Given text:
* * *

Continuity Epsilon Delta

**dollydaggerxo** · April 8th 2010, 07:04 AM

Hello

i need to show the following function is not continuous anywhere else but 0.
$f(x) = x^2$ if x is rational
$f(x) = 0$ if x is irrational

I have read the guide on epsilon delta proof and have managed to work out part of it, i have found that it is continuous at 0, and that is fine and completed.

I'm very stuck on the rest though. I tried to do this:

If a is a rational number there exists a set of numbers $y_1,y_2,...$ that converge to f(a).
So
$\lim_{y \rightarrow \infty} f(y) = \lim_{y \rightarrow \infty} y^2 = a^2$

If a is an irrational number, there exists a set of numbers $x_1,x_2,...$ that converge to f(a).
So
$\lim_{y \rightarrow \infty} f(x) = \lim_{y \rightarrow \infty} 0 = 0$
which are different, and therefore the function is not continuous when x is not 0.
Is this a valid proof?

Many Thanks

**TheEmptySet** · April 8th 2010, 08:57 AM

Originally Posted by dollydaggerxo

Hello

i need to show the following function is not continuous anywhere else but 0.
$f(x) = x^2$ if x is rational
$f(x) = 0$ if x is irrational

I have read the guide on epsilon delta proof and have managed to work out part of it, i have found that it is continuous at 0, and that is fine and completed.

* * *

Data excerpt:
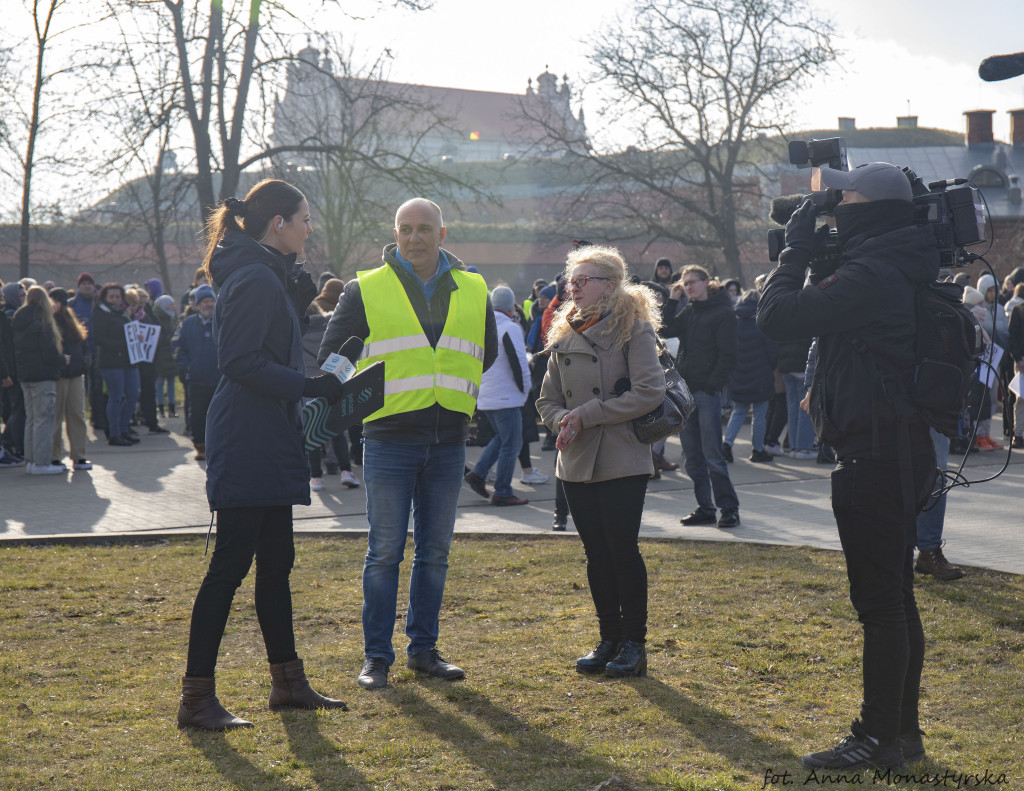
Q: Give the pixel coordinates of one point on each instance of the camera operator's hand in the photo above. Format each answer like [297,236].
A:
[327,386]
[800,233]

* * *

Written instruction: In the first post of the forum thread, list every condition that directly follows the word "if" (in either capitalization).

Exercise solution:
- x is rational
- x is irrational
- a is a rational number
- a is an irrational number